→ Direction
Return every line in the items below that contains the string "white", matching case exactly.
** start Data to use **
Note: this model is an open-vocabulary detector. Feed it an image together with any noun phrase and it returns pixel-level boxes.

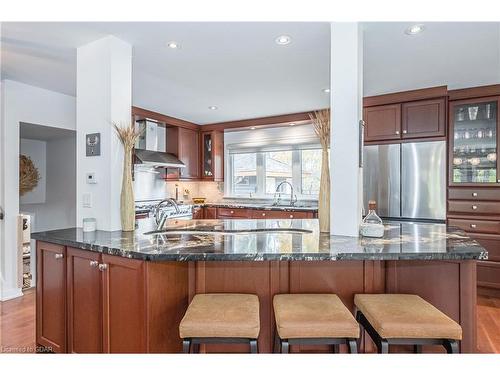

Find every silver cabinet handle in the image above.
[99,263,108,271]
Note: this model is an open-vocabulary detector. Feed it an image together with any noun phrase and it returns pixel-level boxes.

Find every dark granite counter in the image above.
[32,219,487,261]
[194,202,318,212]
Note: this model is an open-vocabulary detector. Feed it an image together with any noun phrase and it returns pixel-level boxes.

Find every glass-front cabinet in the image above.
[449,97,500,185]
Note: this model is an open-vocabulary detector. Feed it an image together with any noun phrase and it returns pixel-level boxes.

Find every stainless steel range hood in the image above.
[135,119,185,168]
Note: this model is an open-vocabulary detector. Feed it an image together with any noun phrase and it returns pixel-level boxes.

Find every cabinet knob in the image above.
[99,263,108,271]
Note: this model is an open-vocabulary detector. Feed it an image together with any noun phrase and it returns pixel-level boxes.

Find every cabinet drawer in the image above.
[448,188,500,201]
[252,210,312,219]
[448,201,500,216]
[217,208,250,218]
[448,219,500,234]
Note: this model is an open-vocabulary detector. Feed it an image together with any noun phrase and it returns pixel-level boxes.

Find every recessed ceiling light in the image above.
[405,24,425,35]
[274,35,292,46]
[167,42,181,49]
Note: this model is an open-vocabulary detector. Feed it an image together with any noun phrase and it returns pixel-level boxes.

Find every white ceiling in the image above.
[2,22,500,124]
[2,22,330,124]
[363,22,500,96]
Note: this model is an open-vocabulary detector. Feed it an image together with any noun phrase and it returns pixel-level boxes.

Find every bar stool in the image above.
[179,293,260,353]
[273,294,359,353]
[354,294,462,353]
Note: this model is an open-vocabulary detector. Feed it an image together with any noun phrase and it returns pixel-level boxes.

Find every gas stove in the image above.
[135,199,193,219]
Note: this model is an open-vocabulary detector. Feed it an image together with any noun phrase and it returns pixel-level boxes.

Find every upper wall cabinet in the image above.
[401,99,446,138]
[201,130,224,181]
[364,104,401,142]
[363,86,448,143]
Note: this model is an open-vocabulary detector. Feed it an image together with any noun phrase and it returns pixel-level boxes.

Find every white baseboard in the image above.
[0,288,23,301]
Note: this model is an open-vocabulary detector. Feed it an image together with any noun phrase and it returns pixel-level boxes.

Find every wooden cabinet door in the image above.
[67,248,103,353]
[178,128,200,179]
[101,254,147,353]
[364,104,401,142]
[402,99,446,138]
[36,241,66,353]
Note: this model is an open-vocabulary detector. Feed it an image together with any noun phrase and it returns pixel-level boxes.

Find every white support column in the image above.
[76,36,132,230]
[330,22,363,236]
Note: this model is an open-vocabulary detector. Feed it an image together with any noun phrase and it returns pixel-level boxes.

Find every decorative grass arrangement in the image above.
[19,155,40,196]
[309,109,330,232]
[113,123,144,232]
** end Data to use **
→ Exercise result
Find every white ceiling in the image above.
Find every white baseboard in the image above.
Find every white support column in the image above.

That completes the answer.